Text segment ->
***
What are Gilt Funds?
Gilt funds are open-ended debt funds, which primarily invest in Government Securities (G-Secs) across maturities. The term G-Secs include government bonds issued by central and state governments, Treasury Bills (T-Bills) and Cash Management Bills (CMBs). As per the SEBI circular on categorisation of mutual fund schemes, Gilt Funds have to invest at least 80% of their total assets in G-Secs.
List of Top 10 Gilt Funds
| Fund Name | Returns (% p.a.) | |||
| 1 year | 3 year | 5 year | 10 year | |
| ICICI Prudential Gilt Fund | 7.62 | 8.03 | 6.25 | 7.83 | 
| Baroda BNP Paribas Gilt Fund | 6.64 | 7.94 | 5.28 | 6.48 | 
| DSP Gilt Fund | 5.08 | 7.77 | 5.73 | 7.60 | 
| Axis Gilt Fund | 5.93 | 7.72 | 5.61 | 7.15 | 
| SBI Magnum Gilt Fund | 5.41 | 7.69 | 5.88 | 7.70 | 
| HDFC Gilt Fund | 6.03 | 7.58 | 5.15 | 6.58 | 
| Bandhan Government Securities Fund – Investment Plan | 3.66 | 7.45 | 4.99 | 7.40 | 
| Invesco India Gilt Fund | 4.25 | 7.25 | 4.74 | 6.27 | 
| Edelweiss Government Securities Fund | 4.48 | 7.19 | 5.73 | 7.25 | 
| UTI Gilt Fund | 5.37 | 7.19 | 5.18 | 7.15 | 
Data as on October 24, 2025
Why Invest in Gilt Funds?
***
Data provided ->

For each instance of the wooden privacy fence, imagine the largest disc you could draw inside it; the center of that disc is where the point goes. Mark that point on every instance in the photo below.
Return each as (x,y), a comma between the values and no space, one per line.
***
To do ->
#1 According to the text on gilt funds, what minimum share of their total assets must Gilt Funds invest in G-Secs?
#2 Transcribe everything in the gilt funds text from "What are Gilt" down to "assets in G-Secs.".

Answers for the tasks ->
#1 At least 80% of their total assets.

#2
What are Gilt Funds?
Gilt funds are open-ended debt funds, which primarily invest in Government Securities (G-Secs) across maturities. The term G-Secs include government bonds issued by central and state governments, Treasury Bills (T-Bills) and Cash Management Bills (CMBs). As per the SEBI circular on categorisation of mutual fund schemes, Gilt Funds have to invest at least 80% of their total assets in G-Secs.